Your goal = Find each line in the records below that contains the string "rock", and copy every such line. Treat the match as case-sensitive.

Excerpts of pointing data =
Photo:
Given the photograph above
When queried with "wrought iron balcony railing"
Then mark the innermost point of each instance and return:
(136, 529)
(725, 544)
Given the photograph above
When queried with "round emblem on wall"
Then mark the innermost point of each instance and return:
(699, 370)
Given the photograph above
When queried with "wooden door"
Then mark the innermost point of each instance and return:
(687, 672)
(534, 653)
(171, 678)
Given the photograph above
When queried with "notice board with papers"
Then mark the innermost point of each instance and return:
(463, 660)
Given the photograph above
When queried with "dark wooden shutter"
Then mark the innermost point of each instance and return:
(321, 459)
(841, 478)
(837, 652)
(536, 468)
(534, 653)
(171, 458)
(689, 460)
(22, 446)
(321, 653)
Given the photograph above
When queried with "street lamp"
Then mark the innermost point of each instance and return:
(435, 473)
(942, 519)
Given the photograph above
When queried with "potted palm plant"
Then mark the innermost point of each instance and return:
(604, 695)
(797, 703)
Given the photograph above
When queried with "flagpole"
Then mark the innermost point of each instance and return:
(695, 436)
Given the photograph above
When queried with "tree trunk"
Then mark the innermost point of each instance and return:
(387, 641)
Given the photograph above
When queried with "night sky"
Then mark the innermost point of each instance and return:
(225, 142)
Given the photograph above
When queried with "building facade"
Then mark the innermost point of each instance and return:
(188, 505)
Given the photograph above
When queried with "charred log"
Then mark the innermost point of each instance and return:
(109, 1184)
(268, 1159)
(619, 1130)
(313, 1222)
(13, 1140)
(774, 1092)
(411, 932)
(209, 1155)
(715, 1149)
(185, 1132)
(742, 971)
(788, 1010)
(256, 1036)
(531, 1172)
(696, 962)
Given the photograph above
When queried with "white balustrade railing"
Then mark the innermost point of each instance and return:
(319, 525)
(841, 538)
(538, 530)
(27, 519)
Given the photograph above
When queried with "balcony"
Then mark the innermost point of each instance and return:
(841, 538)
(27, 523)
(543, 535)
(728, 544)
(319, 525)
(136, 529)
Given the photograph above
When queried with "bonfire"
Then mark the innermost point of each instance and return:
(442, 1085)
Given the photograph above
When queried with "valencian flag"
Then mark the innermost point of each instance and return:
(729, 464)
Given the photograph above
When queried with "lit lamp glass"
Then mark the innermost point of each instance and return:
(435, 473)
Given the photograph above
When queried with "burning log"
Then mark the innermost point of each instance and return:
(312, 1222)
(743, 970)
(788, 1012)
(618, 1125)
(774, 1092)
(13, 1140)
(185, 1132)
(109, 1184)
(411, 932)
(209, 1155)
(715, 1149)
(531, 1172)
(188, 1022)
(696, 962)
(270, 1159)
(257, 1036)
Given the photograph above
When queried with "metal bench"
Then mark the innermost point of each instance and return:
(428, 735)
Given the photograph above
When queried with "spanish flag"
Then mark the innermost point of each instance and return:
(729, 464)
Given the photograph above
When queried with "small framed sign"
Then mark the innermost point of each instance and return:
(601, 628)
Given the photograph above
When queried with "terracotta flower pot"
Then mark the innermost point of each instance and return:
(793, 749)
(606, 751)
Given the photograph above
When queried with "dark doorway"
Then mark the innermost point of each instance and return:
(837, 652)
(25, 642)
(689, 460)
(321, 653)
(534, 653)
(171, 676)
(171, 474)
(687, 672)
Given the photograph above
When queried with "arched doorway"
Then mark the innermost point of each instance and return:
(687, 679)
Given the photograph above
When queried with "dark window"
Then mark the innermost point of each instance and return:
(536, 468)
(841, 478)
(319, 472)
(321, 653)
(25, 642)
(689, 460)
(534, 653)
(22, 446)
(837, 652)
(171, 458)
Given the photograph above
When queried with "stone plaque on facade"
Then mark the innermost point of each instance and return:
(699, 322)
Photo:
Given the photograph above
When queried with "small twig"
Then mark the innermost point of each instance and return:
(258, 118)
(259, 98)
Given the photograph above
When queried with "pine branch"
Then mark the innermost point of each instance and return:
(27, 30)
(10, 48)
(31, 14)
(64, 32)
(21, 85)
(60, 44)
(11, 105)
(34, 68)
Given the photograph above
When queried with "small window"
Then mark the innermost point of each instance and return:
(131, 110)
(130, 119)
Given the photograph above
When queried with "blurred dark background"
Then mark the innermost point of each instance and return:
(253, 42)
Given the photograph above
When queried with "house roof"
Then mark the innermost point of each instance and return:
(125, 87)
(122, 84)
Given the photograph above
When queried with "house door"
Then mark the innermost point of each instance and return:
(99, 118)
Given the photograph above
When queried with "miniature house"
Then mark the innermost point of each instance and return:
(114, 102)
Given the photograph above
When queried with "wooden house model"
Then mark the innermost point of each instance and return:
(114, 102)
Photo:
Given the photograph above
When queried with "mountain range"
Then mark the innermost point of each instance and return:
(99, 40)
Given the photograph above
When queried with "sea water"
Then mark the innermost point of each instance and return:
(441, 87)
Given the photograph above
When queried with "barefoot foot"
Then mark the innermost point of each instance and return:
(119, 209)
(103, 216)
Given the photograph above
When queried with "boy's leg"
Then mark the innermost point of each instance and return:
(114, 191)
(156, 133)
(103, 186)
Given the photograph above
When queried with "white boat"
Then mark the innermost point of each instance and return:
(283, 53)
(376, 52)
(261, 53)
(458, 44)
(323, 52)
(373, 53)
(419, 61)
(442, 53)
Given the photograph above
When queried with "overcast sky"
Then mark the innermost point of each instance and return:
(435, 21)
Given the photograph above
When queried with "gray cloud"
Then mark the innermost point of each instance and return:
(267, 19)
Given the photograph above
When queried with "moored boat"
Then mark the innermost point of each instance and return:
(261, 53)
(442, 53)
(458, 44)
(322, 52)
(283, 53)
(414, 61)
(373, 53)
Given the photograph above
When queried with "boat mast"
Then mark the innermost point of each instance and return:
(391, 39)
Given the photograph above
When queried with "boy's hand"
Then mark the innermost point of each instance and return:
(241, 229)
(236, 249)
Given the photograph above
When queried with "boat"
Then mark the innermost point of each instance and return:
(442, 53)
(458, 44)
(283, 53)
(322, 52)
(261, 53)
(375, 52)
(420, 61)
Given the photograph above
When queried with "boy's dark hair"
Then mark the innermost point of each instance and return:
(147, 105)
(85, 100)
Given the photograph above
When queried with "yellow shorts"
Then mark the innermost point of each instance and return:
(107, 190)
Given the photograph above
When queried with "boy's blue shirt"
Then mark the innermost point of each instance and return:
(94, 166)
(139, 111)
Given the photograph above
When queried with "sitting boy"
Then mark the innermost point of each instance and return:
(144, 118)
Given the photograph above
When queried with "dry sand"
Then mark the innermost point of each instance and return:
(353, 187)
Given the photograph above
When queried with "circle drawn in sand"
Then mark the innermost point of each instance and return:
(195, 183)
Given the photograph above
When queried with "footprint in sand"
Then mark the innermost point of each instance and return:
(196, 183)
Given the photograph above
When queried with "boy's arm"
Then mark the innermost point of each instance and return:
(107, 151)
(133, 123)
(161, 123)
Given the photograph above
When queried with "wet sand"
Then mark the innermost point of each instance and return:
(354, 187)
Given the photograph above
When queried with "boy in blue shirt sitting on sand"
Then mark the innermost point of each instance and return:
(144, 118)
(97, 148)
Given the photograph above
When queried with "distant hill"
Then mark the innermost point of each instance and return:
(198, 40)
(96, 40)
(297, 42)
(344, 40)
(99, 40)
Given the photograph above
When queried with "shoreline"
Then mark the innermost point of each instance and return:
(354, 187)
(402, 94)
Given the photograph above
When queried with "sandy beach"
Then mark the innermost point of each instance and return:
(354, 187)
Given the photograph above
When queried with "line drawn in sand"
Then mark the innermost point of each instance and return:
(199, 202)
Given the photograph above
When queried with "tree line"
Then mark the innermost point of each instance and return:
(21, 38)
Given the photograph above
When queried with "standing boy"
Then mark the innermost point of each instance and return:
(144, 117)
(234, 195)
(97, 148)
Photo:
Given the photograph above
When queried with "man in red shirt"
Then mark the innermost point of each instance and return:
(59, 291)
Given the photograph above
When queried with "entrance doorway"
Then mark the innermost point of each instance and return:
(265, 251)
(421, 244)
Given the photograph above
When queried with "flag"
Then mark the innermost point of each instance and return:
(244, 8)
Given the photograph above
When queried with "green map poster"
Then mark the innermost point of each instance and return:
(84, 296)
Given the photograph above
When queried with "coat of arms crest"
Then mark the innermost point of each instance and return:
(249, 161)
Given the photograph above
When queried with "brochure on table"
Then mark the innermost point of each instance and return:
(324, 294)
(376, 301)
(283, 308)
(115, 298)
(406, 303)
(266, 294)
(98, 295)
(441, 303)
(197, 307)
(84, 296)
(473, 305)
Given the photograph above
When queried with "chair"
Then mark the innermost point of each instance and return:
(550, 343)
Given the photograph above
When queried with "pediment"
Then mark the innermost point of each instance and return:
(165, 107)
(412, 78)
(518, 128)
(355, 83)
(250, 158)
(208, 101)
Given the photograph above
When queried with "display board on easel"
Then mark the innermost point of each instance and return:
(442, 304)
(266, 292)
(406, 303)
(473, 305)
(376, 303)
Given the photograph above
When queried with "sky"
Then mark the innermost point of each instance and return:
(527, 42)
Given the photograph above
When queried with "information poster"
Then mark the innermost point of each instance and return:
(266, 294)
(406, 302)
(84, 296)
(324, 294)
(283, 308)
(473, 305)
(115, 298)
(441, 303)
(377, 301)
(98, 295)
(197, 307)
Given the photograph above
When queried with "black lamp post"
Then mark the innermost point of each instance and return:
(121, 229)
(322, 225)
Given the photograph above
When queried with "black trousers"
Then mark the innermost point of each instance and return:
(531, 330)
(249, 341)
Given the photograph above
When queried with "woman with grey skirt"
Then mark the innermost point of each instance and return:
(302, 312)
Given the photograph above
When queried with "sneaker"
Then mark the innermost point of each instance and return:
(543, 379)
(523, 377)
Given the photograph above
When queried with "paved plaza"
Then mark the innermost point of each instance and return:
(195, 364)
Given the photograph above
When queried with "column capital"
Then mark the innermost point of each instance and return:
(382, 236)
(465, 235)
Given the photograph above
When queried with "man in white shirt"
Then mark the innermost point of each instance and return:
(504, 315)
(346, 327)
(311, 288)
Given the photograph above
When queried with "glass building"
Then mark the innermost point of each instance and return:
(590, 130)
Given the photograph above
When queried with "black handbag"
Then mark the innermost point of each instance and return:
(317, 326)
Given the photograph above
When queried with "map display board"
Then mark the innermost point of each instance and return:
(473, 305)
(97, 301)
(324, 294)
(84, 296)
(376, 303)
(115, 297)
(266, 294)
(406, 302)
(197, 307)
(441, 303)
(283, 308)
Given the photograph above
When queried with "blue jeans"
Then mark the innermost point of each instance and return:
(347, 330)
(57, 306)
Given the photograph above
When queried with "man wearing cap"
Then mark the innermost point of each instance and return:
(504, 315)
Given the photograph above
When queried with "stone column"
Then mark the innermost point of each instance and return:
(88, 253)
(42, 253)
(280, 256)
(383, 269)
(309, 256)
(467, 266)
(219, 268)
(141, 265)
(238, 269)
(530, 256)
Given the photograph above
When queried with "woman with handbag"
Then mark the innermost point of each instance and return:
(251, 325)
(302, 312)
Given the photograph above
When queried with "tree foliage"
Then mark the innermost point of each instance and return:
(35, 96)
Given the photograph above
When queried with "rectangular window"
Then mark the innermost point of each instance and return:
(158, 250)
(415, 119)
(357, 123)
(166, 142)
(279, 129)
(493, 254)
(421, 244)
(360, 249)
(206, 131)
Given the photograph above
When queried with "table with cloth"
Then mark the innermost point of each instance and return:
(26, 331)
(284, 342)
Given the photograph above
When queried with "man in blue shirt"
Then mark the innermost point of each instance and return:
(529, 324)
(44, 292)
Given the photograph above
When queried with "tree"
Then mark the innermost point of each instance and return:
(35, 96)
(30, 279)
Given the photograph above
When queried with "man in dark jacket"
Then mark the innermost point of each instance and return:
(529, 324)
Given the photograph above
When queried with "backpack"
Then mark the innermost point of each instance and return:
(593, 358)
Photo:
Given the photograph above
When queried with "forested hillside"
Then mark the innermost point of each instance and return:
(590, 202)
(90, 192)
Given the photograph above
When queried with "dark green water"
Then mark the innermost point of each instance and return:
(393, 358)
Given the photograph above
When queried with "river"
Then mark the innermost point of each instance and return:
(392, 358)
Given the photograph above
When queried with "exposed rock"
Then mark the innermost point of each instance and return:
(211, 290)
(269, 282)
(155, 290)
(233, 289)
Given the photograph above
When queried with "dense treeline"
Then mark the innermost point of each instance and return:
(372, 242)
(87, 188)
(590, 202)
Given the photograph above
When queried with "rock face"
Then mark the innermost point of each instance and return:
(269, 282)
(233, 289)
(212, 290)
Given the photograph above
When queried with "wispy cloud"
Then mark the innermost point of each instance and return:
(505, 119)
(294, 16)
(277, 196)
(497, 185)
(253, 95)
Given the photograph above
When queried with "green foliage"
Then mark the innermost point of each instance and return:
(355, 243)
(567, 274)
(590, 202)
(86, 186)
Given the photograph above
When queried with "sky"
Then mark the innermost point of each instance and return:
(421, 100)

The response =
When queried with "exposed rock"
When queried with "rock face"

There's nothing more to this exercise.